The answer should consist of all the entries, repeated word for word.

BEGIN

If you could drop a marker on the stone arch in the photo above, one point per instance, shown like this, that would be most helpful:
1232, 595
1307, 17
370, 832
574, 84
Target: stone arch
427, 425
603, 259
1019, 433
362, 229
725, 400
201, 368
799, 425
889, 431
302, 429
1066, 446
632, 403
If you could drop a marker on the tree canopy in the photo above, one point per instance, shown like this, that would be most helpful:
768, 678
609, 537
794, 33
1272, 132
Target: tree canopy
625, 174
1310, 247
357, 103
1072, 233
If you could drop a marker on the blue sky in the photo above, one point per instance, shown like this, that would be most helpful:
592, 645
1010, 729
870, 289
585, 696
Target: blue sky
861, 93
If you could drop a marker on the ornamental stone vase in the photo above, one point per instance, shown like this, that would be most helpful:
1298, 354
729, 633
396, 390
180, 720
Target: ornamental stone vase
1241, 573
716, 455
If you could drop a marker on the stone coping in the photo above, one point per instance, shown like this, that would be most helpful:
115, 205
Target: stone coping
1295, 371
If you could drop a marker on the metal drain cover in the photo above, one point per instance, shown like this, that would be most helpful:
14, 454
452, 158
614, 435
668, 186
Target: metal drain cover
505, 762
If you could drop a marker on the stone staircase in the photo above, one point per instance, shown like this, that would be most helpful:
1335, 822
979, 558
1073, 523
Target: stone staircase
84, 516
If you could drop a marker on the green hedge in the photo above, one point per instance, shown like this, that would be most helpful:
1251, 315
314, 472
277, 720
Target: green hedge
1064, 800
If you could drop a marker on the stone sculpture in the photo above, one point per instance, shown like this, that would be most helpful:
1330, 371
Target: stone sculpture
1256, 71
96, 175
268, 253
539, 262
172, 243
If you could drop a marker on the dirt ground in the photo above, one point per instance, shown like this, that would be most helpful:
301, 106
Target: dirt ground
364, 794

END

**OUTPUT BELOW**.
If you could drop a marker on the stone arch in the photo above, one point per instance, shown like this, that would be most helpful:
1232, 595
1307, 17
370, 832
574, 84
Target: stone arch
427, 425
603, 259
1019, 433
362, 229
725, 400
201, 368
799, 425
889, 431
302, 429
1066, 446
632, 403
If you could drop a marker on the tree canopy in the photo above, one point per instance, shown like this, that would be most helpful:
768, 678
609, 537
794, 33
1272, 132
Target: tree canopy
625, 174
1310, 247
357, 103
1072, 233
If you could drop a marker on the blue sky in the photo above, one point per instance, shown like this, that would be most helpful:
592, 645
1010, 729
870, 289
585, 696
Target: blue sky
861, 93
If you could drop a marker on the ornamental stone vase in the photo above, one point per instance, shown like this, that would be most helpful:
1298, 354
729, 633
396, 390
180, 720
Target: ornamental stone vase
1241, 573
716, 455
If you could drop a marker on the stone coping in the photo above, one point per instance, shown like this, that would be most helpful:
115, 205
Target: stone coping
1295, 371
If you could drop a marker on the metal drain cover in the photo above, one point per instance, shown like this, that would be most helpful:
14, 454
452, 158
614, 435
668, 186
Target: metal drain cover
505, 762
If you could drop a marker on the stone staircase in the photo above, one point per instance, shown like this, that would be most helpful:
1335, 822
979, 558
1073, 523
Target: stone staircase
84, 516
If you could drop a marker on the green hedge in the photo above, one point per instance, shown like this, that would be most helpful:
1251, 315
314, 472
277, 720
Target: green hedge
1064, 800
If you could drop a marker on the stone sculpture in the photo above, one point per instance, shown like this, that would be most helpful:
1330, 371
Target: stone sculpture
1256, 71
96, 175
268, 253
539, 262
172, 243
If you could drop a marker on the dirt ground in the photo above, one point per instance, shown like this, that would be most helpful:
301, 106
Target: dirt ground
364, 794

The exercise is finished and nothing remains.